I started, as always, with the reading ritual. First, kenosis: Empty out the self; look past the blurbs, the comparisons; try to purge the mind of everything but the immediacy of the sentences. Think only what the prose prescribes, and try to silence the judging voice.

You can picture the reader at work. In chair, feet squarely on floor, book held like a dowsing rod; in bed, shoes off; on couch, feet higher than head, book now folded back on itself, adjusted constantly as the search for optimum comfort level continues. Always the pencil gripped by the back teeth. Removed—the tick mark, the vertical line beside a certain passage, the notation of a phrase or a name inside the back cover—returned.

Gary Lutz. First just the plop of the pebble in a pond. Then, predictably, comes the sense of the widening gyre, ideas and connections breaking in on the “pure” act of reading. The secondary process begins, and with it the harder work of coaching the attention back to the page as more and more notions come to mind. Notions that gradually create a momentum, a thinking shape. And this time it really is a figure like a Yeatsian gyre, expanding outward and at the same time drawing inward toward a center.

[Segmentation record excerpts]
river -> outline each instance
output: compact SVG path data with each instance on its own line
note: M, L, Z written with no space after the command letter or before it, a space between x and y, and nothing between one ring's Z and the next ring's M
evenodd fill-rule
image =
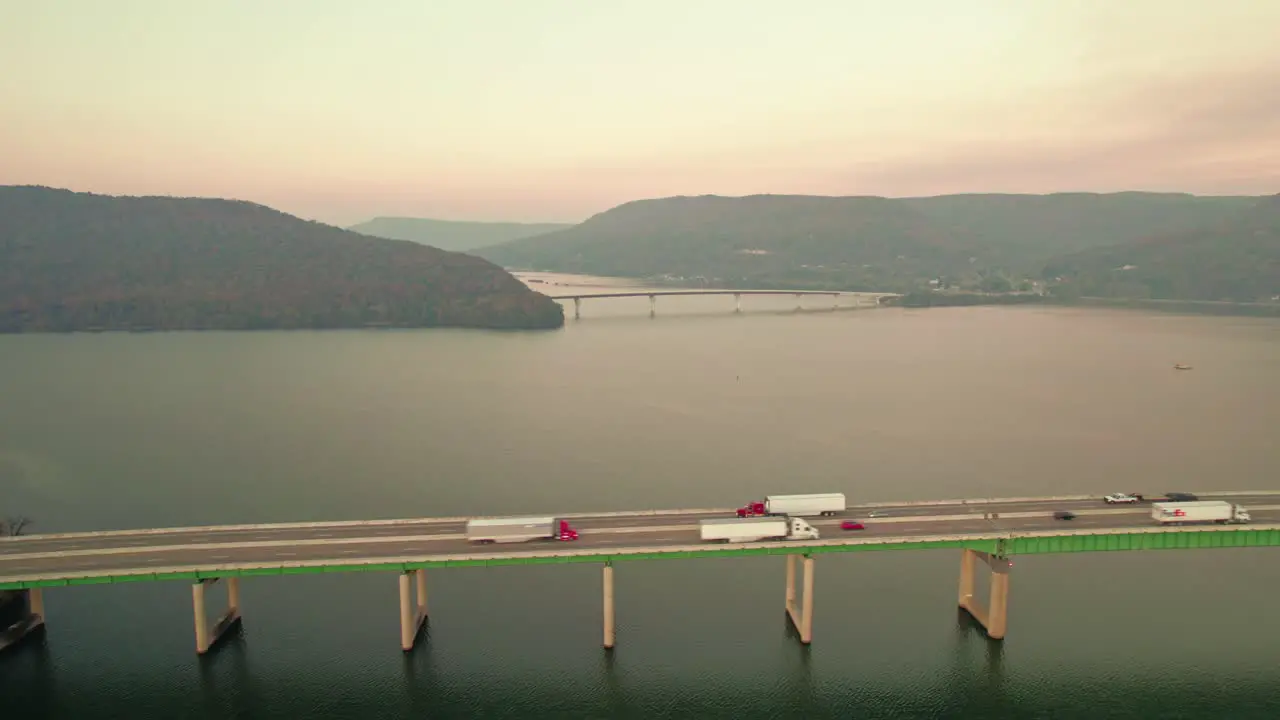
M1280 322L804 305L588 300L545 333L4 336L0 511L58 532L1280 489ZM957 553L823 556L809 648L781 559L625 562L612 655L598 566L433 571L408 657L383 574L248 579L241 634L205 661L183 583L50 589L44 641L0 655L0 702L76 720L1272 719L1277 559L1027 557L997 644L957 616Z

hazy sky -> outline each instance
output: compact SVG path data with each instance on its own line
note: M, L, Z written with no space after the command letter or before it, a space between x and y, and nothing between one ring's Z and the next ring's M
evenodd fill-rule
M0 184L577 220L1280 192L1280 0L0 0Z

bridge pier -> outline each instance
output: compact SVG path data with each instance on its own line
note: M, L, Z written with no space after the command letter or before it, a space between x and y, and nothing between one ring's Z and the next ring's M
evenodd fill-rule
M227 630L230 630L241 621L239 614L239 578L225 578L227 580L227 611L221 618L209 626L209 614L205 610L205 587L224 578L209 578L197 580L191 585L191 605L196 615L196 655L205 655L218 641L223 639Z
M417 589L416 603L413 585ZM401 573L401 650L412 651L424 626L426 626L426 570L420 568Z
M45 626L45 594L40 588L18 591L22 603L22 618L0 630L0 651L20 643L27 635L36 633ZM3 593L0 593L3 597ZM8 605L8 603L0 603Z
M613 650L613 564L604 564L604 650Z
M809 644L813 642L813 556L804 556L804 594L800 597L800 609L796 609L796 556L787 555L787 618L796 632L800 633L800 642Z
M991 568L991 594L987 598L987 607L979 607L973 598L974 568L982 560ZM979 552L977 550L963 550L960 555L960 609L969 614L987 630L987 637L993 641L1005 638L1009 629L1009 571L1012 562L1007 557Z

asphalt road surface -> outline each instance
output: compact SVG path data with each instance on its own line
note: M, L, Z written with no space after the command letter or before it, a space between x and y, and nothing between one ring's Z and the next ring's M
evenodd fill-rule
M1211 495L1201 500L1216 500ZM1280 523L1280 495L1221 497L1248 507L1254 523ZM1055 510L1070 510L1074 520L1055 520ZM874 518L869 515L877 515ZM996 514L992 516L991 514ZM918 537L1048 529L1152 528L1149 503L1106 505L1088 501L1018 501L988 505L904 505L851 509L836 518L810 518L822 539ZM657 512L632 516L576 516L576 542L532 541L512 544L474 544L465 539L465 521L403 520L375 524L308 524L307 527L179 528L120 530L109 534L69 533L0 539L0 580L50 578L69 573L137 571L148 568L207 568L255 562L347 561L385 557L430 559L442 555L536 552L561 550L622 550L701 544L698 523L718 512ZM863 530L841 530L855 519ZM710 543L708 543L710 544ZM714 547L714 546L712 546Z

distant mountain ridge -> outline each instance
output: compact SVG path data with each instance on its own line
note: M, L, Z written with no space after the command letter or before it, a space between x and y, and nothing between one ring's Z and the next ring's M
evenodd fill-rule
M1043 275L1062 296L1275 302L1280 195L1204 227L1064 255Z
M1256 201L1155 192L680 196L626 202L474 254L515 269L726 287L911 291L940 278L1039 277L1056 256L1212 225Z
M535 234L562 231L570 223L481 223L466 220L433 220L430 218L374 218L351 225L349 231L372 237L407 240L465 252L476 247L498 245Z
M479 258L252 202L0 187L0 332L563 322Z

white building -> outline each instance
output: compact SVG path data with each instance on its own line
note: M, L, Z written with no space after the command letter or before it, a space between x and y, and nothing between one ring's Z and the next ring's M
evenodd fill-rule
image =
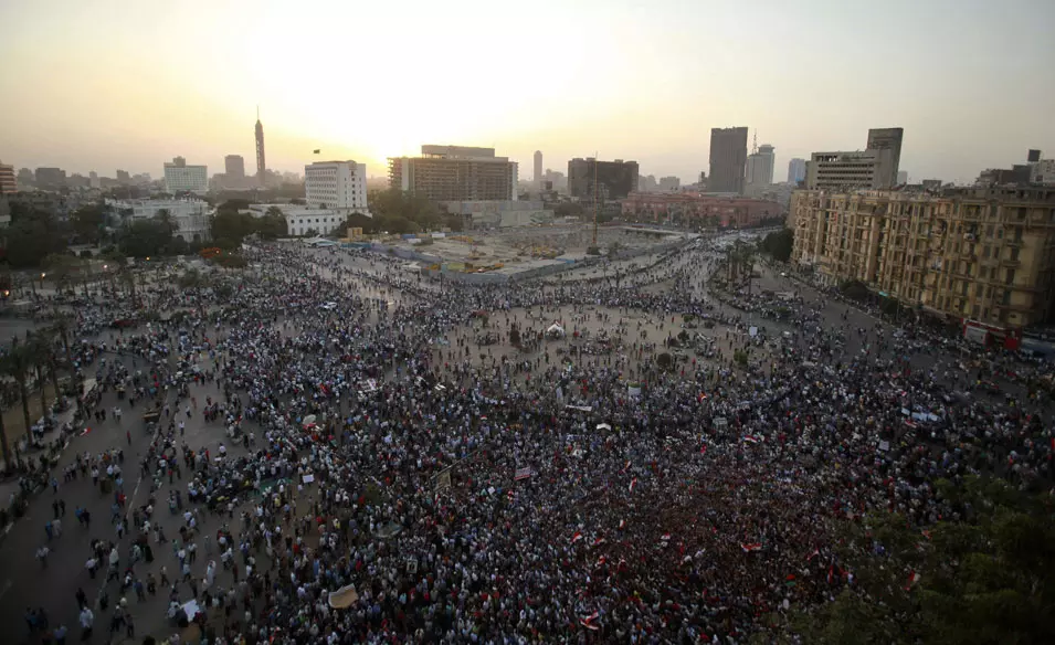
M766 188L773 183L773 163L777 157L773 155L773 147L763 144L758 147L757 152L747 157L747 178L748 188L756 190Z
M165 191L189 191L205 194L209 191L209 173L204 166L188 166L182 157L165 165Z
M794 186L806 178L806 160L795 157L788 162L788 183Z
M348 213L340 213L333 209L297 204L250 204L249 213L254 218L263 218L271 209L282 211L282 216L286 220L287 235L307 235L313 231L315 235L329 235L348 219Z
M122 220L147 220L160 211L168 211L176 223L173 237L184 242L203 242L211 236L210 220L213 214L209 202L200 199L134 199L106 200L106 205Z
M355 161L319 161L304 167L307 205L339 213L370 215L367 208L367 165Z

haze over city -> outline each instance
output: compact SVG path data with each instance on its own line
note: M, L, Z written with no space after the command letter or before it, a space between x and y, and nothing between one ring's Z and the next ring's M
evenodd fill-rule
M597 151L643 173L707 169L713 127L777 166L905 128L900 168L969 181L1055 149L1055 3L8 2L0 158L160 175L366 162L421 144L495 147L531 175Z

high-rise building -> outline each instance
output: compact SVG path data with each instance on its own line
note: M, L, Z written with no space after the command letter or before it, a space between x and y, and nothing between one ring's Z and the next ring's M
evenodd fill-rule
M806 178L806 160L795 157L788 162L788 183L794 186Z
M19 183L14 179L14 166L0 163L0 194L14 194Z
M795 191L792 261L953 319L1055 319L1055 188Z
M260 108L256 109L256 181L264 186L267 179L267 162L264 159L264 124L260 123Z
M773 163L777 157L773 147L762 144L757 152L747 158L747 186L756 190L773 183Z
M165 165L165 190L204 194L209 191L209 172L204 166L188 166L187 159L175 157Z
M355 161L317 161L304 167L305 203L341 214L369 215L367 165Z
M245 159L241 155L228 155L223 158L223 173L228 179L245 179Z
M677 192L677 189L681 187L682 180L673 175L671 177L660 178L660 190L663 192Z
M19 190L25 190L32 188L36 183L36 178L33 175L33 171L29 168L19 168Z
M624 199L637 190L637 162L598 161L593 157L572 159L568 162L568 190L581 201Z
M66 184L66 171L61 168L38 168L36 188L61 188Z
M901 139L904 128L872 128L868 130L868 150L890 151L890 177L883 179L884 186L894 186L897 181L897 171L901 168Z
M710 192L743 192L747 128L710 129Z
M422 146L389 158L389 186L433 201L516 200L517 163L494 148Z
M814 152L806 165L810 190L893 188L894 154L889 149L855 152Z

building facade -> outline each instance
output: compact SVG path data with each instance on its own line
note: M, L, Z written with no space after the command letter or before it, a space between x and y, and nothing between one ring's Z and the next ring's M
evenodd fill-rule
M464 201L442 202L440 207L463 219L470 229L510 229L552 224L553 211L541 201Z
M1032 163L1030 181L1044 186L1055 186L1055 159L1037 159Z
M759 190L773 183L773 162L777 160L773 150L769 144L762 144L758 152L748 155L747 188Z
M808 190L858 190L893 188L890 150L814 152L806 165Z
M36 188L56 189L66 184L66 171L62 168L38 168Z
M165 165L165 191L170 193L209 192L209 171L204 166L188 166L182 157L176 157Z
M692 192L633 192L622 202L623 216L663 222L676 219L698 226L750 228L781 216L774 201Z
M710 192L743 193L747 128L710 129Z
M118 219L148 220L167 211L176 224L173 236L184 242L204 242L211 236L211 219L215 212L200 199L106 200Z
M792 261L908 305L1021 328L1055 317L1055 188L796 191Z
M14 175L14 166L0 163L0 194L14 194L19 191L19 183Z
M319 161L304 167L305 203L338 213L370 214L367 207L367 165Z
M872 128L868 130L866 149L890 151L890 162L894 167L890 170L890 183L886 186L894 186L894 182L897 181L897 172L901 168L901 139L904 138L904 128Z
M806 160L795 157L788 162L788 183L796 186L806 178Z
M637 190L637 172L636 161L577 157L568 161L568 193L584 202L624 199Z
M287 235L329 235L348 220L346 213L334 209L317 209L297 204L250 204L249 214L263 218L267 211L278 209L286 220ZM363 213L366 214L366 213Z
M516 200L517 163L494 148L422 146L389 159L389 186L433 201Z

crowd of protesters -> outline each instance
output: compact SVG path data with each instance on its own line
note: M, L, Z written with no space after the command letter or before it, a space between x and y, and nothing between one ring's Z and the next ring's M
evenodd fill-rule
M95 616L133 635L136 603L160 594L171 642L187 622L226 644L743 642L854 584L840 522L956 517L939 478L1052 484L1047 398L962 395L987 368L919 368L917 336L829 324L799 297L729 308L707 292L720 254L704 244L546 285L441 285L345 251L246 255L236 277L136 296L179 316L78 346L97 388L78 423L158 411L138 463L115 445L65 474L105 488L118 527L85 553L86 579L106 571L82 603L88 638ZM686 315L757 359L692 359L704 378L656 367L643 328L673 338ZM558 317L615 341L551 353ZM82 324L99 326L88 310ZM542 340L515 359L470 348L513 329ZM220 448L188 444L189 422ZM129 499L133 474L147 485Z

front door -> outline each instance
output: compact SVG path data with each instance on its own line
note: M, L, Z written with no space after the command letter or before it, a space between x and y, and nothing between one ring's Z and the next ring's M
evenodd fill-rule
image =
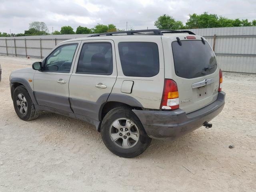
M102 104L107 101L117 76L114 42L82 42L69 82L71 106L76 114L98 120Z
M44 59L43 70L35 73L34 92L39 105L72 112L68 83L80 43L61 44Z

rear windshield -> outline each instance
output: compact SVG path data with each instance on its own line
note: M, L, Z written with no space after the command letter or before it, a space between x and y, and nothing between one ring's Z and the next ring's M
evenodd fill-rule
M177 41L172 43L176 74L192 79L213 73L217 68L217 62L210 45L201 40Z

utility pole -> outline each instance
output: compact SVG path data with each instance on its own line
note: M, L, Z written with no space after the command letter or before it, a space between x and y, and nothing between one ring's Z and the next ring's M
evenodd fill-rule
M11 29L10 29L10 36L12 36L12 32L11 32ZM12 50L12 54L13 54L13 50Z

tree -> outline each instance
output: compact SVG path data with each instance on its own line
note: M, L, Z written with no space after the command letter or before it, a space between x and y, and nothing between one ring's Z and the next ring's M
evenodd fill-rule
M91 33L91 30L89 28L80 26L76 28L76 34L90 34Z
M243 19L242 20L242 25L244 26L252 26L252 23L248 21L248 20Z
M34 21L29 24L29 29L34 28L38 31L42 32L42 33L48 33L49 30L44 22Z
M228 19L225 17L220 16L219 18L219 27L234 27L233 22L234 20Z
M7 33L3 32L2 33L0 32L0 37L10 37L11 36L10 34L8 34Z
M15 35L16 37L20 37L21 36L25 36L25 34L24 33L17 33Z
M154 25L160 29L179 29L184 27L180 21L176 21L172 17L164 14L160 16L154 23Z
M108 31L108 26L99 23L94 26L94 28L92 29L94 33L106 33Z
M52 34L53 35L60 35L60 32L58 31L54 31L53 32L53 33L52 33Z
M233 20L232 24L234 27L240 27L242 25L242 22L239 19L236 19Z
M188 28L211 28L218 27L218 17L216 14L204 12L201 15L194 13L189 15L190 18L186 23Z
M74 34L73 28L70 26L63 26L60 30L60 33L62 34Z
M108 29L107 32L115 32L116 31L116 27L114 24L109 24L108 28Z

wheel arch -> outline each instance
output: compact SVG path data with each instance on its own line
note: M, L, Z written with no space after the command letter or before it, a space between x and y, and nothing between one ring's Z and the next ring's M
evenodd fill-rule
M13 99L13 93L15 89L18 86L23 86L27 90L34 105L37 105L37 102L34 94L34 92L28 82L22 78L13 78L10 81L11 94L12 99Z
M131 109L138 110L142 110L143 108L140 102L130 96L119 94L110 94L107 102L101 105L99 110L98 118L100 122L97 128L98 131L100 131L101 122L107 113L112 109L121 106L126 106Z

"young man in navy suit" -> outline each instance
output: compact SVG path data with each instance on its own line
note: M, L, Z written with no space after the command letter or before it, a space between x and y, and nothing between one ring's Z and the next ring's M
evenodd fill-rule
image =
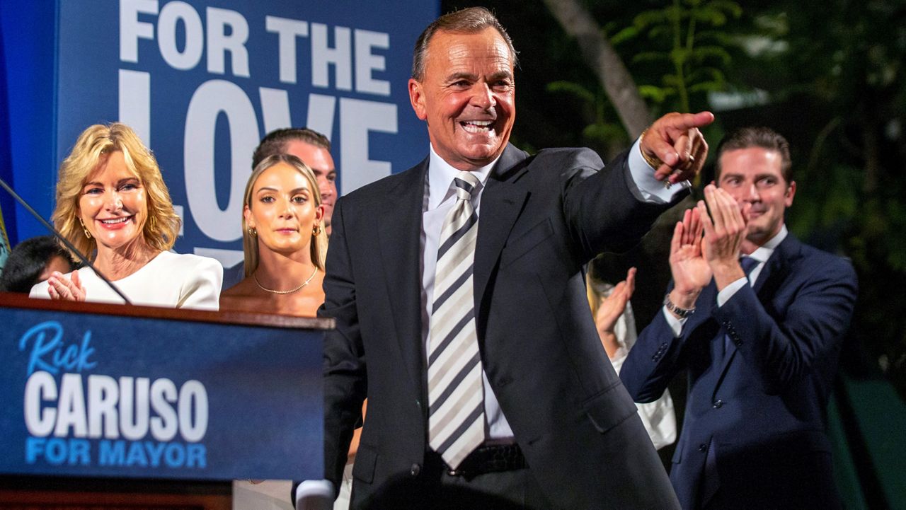
M670 471L684 510L840 507L824 411L856 275L787 232L791 166L766 128L720 143L716 184L675 227L662 313L621 372L646 402L689 370Z

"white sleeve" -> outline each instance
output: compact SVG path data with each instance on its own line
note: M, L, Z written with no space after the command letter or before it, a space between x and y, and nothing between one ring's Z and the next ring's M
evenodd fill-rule
M646 202L655 204L667 204L673 199L677 193L687 188L691 188L688 180L678 182L670 188L664 186L662 180L654 178L654 170L648 161L641 157L641 148L639 140L636 140L632 148L629 149L629 173L632 176L632 182L641 194Z
M724 290L718 293L718 306L723 306L725 303L729 301L730 298L733 297L739 291L739 289L746 286L746 284L747 283L748 278L743 276L742 278L739 278L724 287Z
M305 480L295 489L295 510L331 510L333 508L333 482Z
M213 258L194 256L198 262L190 269L179 289L177 308L194 308L217 312L220 308L220 287L224 268Z
M667 312L666 309L665 312L669 316L668 322L670 322L670 317L674 321L679 321L676 317L673 317L672 313ZM625 321L625 329L619 331L617 328L614 328L614 333L617 335L617 342L620 343L621 349L617 351L613 359L611 360L611 362L613 363L613 370L617 371L618 375L620 374L620 370L622 369L623 361L629 355L630 350L635 345L637 338L632 307L628 303L626 303L626 310L618 320L618 323L621 321ZM670 323L670 326L672 327L673 324ZM680 328L682 328L681 322ZM674 329L674 332L676 331ZM679 336L679 332L677 336ZM624 346L625 349L623 349ZM670 398L670 390L664 390L663 395L653 402L647 404L636 403L635 407L639 409L639 418L641 419L641 423L645 426L645 431L648 432L648 437L654 443L655 448L660 449L676 441L677 417L673 410L673 399Z

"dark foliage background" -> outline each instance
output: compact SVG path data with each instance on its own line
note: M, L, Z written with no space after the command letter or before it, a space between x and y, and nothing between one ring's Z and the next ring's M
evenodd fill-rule
M711 110L712 148L749 124L789 140L798 188L788 226L850 257L860 276L843 370L888 378L906 398L906 3L578 1L652 118ZM541 0L445 0L441 10L477 5L495 11L520 52L514 143L592 147L605 159L629 145L578 45ZM689 203L665 214L641 246L599 261L611 279L639 266L640 328L660 307L670 228Z

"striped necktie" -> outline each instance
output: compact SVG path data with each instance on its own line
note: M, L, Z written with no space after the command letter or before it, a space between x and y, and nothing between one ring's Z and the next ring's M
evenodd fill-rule
M444 218L434 275L428 354L428 438L452 468L485 440L481 356L475 325L472 267L478 216L471 172L453 179L457 201Z

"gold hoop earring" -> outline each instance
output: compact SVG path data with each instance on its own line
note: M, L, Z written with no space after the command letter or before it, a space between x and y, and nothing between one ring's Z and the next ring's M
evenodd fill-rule
M88 228L85 228L85 222L82 221L81 217L79 218L79 223L82 224L82 231L85 233L85 237L88 237L89 239L91 239L92 238L92 233L88 231Z

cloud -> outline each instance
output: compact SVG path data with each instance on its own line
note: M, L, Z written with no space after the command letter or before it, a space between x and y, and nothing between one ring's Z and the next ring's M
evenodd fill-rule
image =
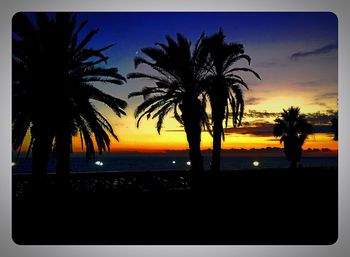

* Objectives:
1/ Repeat the segmentation rows starting at the line containing "man in navy" and ending at the line containing "M670 471L684 510L840", and leave the pictures out.
2/ Carry on the passage on reading from the point where it stops.
The passage on reading and the segmentation rows have nothing to do with each other.

* Answers to the tasks:
1/
"young man in navy suit" -> outline each instance
output: compact SVG path data with each instance on its own line
note: M, L, Z written with no space after the command letter or before it, a space between x and y, and nothing between one ring's Z and the next ring's M
evenodd fill-rule
image =
M670 471L684 510L840 507L824 411L856 275L787 232L791 166L766 128L720 143L716 184L675 227L662 313L621 372L646 402L689 370Z

2/
I read the stories in Lutz’s collection, Stories in the Worst Way (reissued last year by 3rd Bed Press) over a period of days. “Over a period of days” because this is how my reading life breaks down—no more day-long immersions as I now fancy I used to have. But also over a period of days because the stories, while quite short (few longer than six or seven pages), have a disconcerting abstracted compactness that makes it hard to go from one to another to another. My usual pattern was to read two, do something else, read another; repeat as needed the next day, and the next.

I say all this because it somehow helps me recall the twofold process of my thinking, the first “fold” of which was, in part, associative, and found me noting one name after another on the white of the inside back page. Turning to that page now, I read: Aleksandar Hemon,...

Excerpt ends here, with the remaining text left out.